■ Requirement: Report every line in the items below that contains the word "ridge".

begin Dataset records

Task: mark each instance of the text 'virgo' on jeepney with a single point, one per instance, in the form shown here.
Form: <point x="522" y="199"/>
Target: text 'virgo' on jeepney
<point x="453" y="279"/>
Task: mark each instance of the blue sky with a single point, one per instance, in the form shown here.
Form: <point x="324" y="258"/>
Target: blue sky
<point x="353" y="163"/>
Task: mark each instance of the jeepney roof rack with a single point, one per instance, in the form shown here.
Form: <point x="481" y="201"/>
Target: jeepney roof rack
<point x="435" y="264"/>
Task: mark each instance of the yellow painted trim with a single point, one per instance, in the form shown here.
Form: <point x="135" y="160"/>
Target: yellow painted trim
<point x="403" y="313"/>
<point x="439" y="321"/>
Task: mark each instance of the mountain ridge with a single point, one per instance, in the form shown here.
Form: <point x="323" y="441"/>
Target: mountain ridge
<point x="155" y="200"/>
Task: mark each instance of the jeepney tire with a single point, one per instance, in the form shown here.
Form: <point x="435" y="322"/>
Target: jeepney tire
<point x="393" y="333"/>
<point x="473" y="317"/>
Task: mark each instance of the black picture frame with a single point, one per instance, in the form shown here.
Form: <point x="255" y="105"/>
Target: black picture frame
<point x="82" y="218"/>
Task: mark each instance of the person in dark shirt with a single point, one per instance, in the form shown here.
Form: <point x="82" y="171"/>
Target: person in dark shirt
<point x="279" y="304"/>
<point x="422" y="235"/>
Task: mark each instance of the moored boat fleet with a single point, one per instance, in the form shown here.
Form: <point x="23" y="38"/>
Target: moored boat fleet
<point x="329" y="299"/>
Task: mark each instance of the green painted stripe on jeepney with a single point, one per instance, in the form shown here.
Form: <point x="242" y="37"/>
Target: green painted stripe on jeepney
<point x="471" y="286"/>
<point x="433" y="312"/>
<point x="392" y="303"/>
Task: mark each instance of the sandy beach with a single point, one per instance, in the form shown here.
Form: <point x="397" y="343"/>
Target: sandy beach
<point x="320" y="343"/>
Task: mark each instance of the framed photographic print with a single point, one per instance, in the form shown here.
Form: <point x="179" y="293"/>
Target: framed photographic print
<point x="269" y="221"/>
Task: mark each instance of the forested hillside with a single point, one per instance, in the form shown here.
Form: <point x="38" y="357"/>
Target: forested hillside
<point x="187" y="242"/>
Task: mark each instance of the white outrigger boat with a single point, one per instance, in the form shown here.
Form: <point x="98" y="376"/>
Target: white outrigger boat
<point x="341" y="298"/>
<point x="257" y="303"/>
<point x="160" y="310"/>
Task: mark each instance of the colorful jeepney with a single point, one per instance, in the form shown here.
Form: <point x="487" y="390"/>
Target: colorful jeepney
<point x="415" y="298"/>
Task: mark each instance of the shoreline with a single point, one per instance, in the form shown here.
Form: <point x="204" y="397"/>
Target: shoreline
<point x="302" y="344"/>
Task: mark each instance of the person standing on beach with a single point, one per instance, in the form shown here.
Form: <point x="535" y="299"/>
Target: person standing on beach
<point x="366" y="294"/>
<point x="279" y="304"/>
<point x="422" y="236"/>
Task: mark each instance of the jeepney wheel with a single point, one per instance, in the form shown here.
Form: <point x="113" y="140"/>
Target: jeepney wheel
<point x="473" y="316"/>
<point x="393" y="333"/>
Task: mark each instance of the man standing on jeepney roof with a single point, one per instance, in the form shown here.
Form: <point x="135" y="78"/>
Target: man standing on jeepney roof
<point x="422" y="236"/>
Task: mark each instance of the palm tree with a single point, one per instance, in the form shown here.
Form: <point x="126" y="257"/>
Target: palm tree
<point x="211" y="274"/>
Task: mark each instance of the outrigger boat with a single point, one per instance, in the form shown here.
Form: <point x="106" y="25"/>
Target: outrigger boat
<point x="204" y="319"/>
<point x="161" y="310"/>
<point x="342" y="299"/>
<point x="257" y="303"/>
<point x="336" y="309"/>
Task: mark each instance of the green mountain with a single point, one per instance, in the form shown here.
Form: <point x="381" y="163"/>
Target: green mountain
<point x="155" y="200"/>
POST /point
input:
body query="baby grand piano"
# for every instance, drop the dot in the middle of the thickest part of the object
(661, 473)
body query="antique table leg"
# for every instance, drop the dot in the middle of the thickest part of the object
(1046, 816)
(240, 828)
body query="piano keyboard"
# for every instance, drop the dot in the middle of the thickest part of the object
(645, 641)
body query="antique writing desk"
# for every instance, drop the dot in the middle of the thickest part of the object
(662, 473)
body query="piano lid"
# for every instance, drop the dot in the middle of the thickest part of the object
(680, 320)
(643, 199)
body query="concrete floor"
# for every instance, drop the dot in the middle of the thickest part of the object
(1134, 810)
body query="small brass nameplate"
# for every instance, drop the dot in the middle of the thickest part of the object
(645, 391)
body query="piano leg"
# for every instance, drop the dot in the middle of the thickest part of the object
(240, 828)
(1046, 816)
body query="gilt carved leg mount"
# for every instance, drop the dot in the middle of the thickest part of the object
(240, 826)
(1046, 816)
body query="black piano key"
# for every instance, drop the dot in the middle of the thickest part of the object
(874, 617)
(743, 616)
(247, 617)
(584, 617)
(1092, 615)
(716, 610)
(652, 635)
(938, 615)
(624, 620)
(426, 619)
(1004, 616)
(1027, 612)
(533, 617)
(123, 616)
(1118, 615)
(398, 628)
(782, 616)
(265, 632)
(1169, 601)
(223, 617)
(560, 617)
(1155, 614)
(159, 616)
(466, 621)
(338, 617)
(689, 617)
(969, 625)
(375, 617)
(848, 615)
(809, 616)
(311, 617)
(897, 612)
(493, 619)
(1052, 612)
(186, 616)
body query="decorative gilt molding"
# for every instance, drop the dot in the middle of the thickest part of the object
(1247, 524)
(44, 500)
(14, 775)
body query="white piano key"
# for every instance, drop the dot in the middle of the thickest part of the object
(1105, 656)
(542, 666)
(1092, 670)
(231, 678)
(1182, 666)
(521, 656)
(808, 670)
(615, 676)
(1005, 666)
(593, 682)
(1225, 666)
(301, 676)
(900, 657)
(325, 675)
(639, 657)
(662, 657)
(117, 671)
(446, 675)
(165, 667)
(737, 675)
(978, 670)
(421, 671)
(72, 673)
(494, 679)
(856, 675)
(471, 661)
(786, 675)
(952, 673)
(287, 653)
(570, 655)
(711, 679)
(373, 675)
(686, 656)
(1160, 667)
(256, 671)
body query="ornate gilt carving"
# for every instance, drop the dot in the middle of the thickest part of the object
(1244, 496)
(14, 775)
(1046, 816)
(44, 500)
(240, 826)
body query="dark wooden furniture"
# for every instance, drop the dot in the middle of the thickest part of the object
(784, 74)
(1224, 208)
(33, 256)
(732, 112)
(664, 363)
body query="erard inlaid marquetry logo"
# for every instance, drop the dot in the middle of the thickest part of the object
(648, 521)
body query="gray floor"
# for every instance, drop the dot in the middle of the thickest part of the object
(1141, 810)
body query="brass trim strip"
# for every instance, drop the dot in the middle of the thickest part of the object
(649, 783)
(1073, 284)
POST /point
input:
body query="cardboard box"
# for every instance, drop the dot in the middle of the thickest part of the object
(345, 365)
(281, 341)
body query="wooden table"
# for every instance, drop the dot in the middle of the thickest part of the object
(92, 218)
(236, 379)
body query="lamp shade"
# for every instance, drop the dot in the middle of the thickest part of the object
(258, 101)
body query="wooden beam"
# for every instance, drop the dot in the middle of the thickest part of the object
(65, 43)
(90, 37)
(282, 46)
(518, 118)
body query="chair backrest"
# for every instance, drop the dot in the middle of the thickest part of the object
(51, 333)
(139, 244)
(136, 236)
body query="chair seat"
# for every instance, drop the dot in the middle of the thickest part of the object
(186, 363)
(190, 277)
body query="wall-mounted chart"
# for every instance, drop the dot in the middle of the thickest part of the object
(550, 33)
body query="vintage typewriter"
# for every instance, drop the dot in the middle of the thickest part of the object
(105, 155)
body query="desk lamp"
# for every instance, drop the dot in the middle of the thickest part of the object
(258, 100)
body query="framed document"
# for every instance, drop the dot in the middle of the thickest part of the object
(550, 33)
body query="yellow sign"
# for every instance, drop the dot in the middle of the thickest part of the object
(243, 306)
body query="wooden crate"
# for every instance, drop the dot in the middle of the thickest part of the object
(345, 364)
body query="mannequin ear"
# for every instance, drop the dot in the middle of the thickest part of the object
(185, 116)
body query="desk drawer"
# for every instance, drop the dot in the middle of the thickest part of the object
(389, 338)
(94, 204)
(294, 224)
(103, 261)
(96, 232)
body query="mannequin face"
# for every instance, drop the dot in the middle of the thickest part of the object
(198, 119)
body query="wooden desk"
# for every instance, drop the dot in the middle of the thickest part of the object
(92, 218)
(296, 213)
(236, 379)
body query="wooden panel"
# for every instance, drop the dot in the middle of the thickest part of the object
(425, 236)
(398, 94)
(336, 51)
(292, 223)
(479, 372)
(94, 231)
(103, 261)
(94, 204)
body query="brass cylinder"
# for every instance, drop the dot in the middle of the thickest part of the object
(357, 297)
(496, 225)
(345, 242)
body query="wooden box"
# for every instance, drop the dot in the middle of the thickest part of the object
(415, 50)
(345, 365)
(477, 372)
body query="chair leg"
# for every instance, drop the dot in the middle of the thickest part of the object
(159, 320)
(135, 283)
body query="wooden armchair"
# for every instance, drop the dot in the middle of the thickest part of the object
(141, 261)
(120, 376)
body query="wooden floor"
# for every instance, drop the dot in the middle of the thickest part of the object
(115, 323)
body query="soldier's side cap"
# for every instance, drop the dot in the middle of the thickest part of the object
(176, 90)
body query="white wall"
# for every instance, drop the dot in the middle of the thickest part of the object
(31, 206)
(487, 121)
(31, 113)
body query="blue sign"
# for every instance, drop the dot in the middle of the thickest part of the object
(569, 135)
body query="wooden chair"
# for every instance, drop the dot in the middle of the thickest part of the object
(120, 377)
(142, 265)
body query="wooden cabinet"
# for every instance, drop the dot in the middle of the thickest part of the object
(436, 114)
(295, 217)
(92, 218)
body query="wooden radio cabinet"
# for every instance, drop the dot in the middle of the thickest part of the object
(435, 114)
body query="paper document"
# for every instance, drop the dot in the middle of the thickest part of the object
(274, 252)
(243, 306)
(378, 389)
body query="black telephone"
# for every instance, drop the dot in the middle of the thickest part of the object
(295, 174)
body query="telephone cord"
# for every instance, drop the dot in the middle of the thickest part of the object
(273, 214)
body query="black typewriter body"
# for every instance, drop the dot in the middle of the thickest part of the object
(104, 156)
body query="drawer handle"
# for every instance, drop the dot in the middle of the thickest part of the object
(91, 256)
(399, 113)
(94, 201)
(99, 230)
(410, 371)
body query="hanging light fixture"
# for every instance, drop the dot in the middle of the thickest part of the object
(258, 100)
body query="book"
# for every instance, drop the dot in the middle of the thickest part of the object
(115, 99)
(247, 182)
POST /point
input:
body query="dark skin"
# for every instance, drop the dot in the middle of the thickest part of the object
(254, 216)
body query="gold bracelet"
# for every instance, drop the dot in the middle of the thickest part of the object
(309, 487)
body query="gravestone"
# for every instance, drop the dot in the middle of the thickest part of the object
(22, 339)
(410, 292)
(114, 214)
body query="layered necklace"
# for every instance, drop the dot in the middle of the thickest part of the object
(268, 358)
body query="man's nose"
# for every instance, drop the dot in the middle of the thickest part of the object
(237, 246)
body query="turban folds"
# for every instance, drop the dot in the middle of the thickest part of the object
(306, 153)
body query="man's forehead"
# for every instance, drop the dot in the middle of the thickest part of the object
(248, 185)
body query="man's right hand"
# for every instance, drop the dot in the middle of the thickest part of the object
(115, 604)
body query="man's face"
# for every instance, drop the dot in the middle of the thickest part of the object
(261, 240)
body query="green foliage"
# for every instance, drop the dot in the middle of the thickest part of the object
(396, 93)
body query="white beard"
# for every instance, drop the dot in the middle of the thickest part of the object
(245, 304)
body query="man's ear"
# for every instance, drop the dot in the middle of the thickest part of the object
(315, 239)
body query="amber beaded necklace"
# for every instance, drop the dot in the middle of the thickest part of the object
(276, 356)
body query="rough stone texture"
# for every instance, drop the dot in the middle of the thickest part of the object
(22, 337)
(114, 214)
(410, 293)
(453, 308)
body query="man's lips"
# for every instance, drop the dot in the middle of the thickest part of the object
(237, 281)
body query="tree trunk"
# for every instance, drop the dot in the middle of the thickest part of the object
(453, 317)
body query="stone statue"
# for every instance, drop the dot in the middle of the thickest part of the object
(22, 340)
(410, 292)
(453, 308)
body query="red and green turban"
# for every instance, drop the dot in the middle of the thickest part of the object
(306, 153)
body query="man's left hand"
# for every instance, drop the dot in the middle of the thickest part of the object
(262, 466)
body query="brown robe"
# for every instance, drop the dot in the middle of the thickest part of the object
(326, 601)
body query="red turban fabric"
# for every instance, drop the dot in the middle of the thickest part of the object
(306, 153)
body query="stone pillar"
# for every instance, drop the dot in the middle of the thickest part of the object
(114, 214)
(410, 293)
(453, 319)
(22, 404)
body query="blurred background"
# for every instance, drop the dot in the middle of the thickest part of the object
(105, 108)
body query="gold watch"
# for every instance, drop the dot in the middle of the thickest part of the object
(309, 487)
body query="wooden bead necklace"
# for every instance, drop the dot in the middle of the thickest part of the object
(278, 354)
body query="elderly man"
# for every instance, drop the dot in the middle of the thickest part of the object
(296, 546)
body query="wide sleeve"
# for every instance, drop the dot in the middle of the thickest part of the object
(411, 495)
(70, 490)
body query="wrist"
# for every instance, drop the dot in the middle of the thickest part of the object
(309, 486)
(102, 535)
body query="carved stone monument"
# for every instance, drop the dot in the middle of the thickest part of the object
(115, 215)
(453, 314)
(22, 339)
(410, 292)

end Dataset records

■ Exercise answer:
Task: mark each instance of the mountain ridge with a single point, one per instance, in the form shown here.
Target: mountain ridge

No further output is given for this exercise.